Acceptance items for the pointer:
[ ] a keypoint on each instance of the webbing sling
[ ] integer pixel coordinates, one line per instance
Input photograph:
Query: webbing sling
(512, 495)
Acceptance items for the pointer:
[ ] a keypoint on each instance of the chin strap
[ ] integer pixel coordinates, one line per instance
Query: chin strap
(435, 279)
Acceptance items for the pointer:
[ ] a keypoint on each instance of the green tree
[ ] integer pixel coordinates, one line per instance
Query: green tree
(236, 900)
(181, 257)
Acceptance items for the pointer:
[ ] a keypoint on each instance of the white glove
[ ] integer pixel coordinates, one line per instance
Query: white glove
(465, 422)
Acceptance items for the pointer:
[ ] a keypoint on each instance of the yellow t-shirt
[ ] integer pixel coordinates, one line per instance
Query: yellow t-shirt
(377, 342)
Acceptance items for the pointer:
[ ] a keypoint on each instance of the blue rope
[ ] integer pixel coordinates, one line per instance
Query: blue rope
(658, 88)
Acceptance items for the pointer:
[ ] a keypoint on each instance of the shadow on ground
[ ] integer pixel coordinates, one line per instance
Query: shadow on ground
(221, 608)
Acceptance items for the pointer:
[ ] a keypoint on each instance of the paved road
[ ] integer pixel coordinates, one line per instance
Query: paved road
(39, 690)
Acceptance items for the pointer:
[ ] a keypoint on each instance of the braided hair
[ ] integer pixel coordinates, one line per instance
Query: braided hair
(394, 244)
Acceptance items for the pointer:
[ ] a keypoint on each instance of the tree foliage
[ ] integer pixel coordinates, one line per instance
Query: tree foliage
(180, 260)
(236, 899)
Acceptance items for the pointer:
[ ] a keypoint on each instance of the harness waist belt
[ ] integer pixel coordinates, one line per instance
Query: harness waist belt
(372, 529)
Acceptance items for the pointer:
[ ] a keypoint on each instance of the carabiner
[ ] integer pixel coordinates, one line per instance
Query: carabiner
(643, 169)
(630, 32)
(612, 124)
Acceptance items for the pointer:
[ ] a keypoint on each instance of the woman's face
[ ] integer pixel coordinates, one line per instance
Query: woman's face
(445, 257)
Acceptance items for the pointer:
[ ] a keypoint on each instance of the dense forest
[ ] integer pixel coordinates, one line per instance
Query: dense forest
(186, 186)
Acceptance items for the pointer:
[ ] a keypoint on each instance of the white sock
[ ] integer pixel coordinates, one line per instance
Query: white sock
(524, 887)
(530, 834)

TASK DESCRIPTION
Retype every record above exactly as it appears.

ANSWER TO THE TASK
Acceptance items for the pointer:
[ ] a keypoint on each instance of the webbing sling
[ ] integer pixel coordinates, one line per instance
Input photograph:
Query: webbing sling
(512, 495)
Acceptance items for the pointer:
[ ] a keypoint on each instance of the chin strap
[ ] integer pixel coordinates, one line per instance
Query: chin strap
(435, 279)
Acceptance items for the pointer:
[ ] a keypoint on each instance of the green tree
[ ] integer pixel coordinates, one line per instance
Query: green tree
(236, 900)
(181, 257)
Acceptance items for the pointer:
[ ] a keypoint on each instance of the white glove
[ ] integer pixel coordinates, one line per instance
Query: white glove
(465, 422)
Acceptance items for the pointer:
[ ] a keypoint on each instance of the yellow t-shirt
[ ] integer pixel coordinates, one line per instance
Query: yellow t-shirt
(377, 342)
Acceptance items for the pointer:
[ ] a keypoint on each instance of the blue rope
[ ] integer pixel coordinates, one line per instance
Query: blue rope
(658, 88)
Acceptance items for the pointer:
[ ] a keypoint on each instance of the shadow on ground
[ ] integer pixel coordinates, one line per instance
Query: shadow on ground
(221, 608)
Acceptance items for the pointer:
[ ] a keypoint on each instance of the paved road
[ ] integer pixel coordinates, one line per instance
Query: paved road
(39, 690)
Acceptance items for the pointer:
[ ] a keypoint on each instance of the braided hair
[ ] integer pixel coordinates, one line per instance
Query: braided hair
(394, 244)
Acceptance items for the pointer:
[ ] a keypoint on each instance of the tree foliage
[ ] integer pixel coordinates, one line per instance
Query: tree foliage
(180, 260)
(236, 899)
Acceptance items for the pointer:
[ ] a keypoint on each instance of the harness waist belt
[ ] integer pixel coordinates, one line per instance
Query: harness waist belt
(372, 529)
Acceptance items for the pointer:
[ ] a keypoint on each instance of the carabiner
[ ] integer pixel coordinates, one line per instance
Query: carabiner
(643, 169)
(630, 32)
(612, 124)
Acceptance items for the pointer:
[ ] a keypoint on each instance of the woman's face
[ ] integer pixel coordinates, one line per instance
Query: woman's face
(445, 257)
Acceptance items for the pointer:
[ ] a keypoint on each instance of the dense forest
[ ] integer pixel coordinates, one line per instance
Query: dense forest
(186, 186)
Acceptance items for the pointer:
[ ] a keypoint on each instance of the white sock
[ ] integer pixel coordinates, one line per instance
Query: white sock
(524, 887)
(530, 834)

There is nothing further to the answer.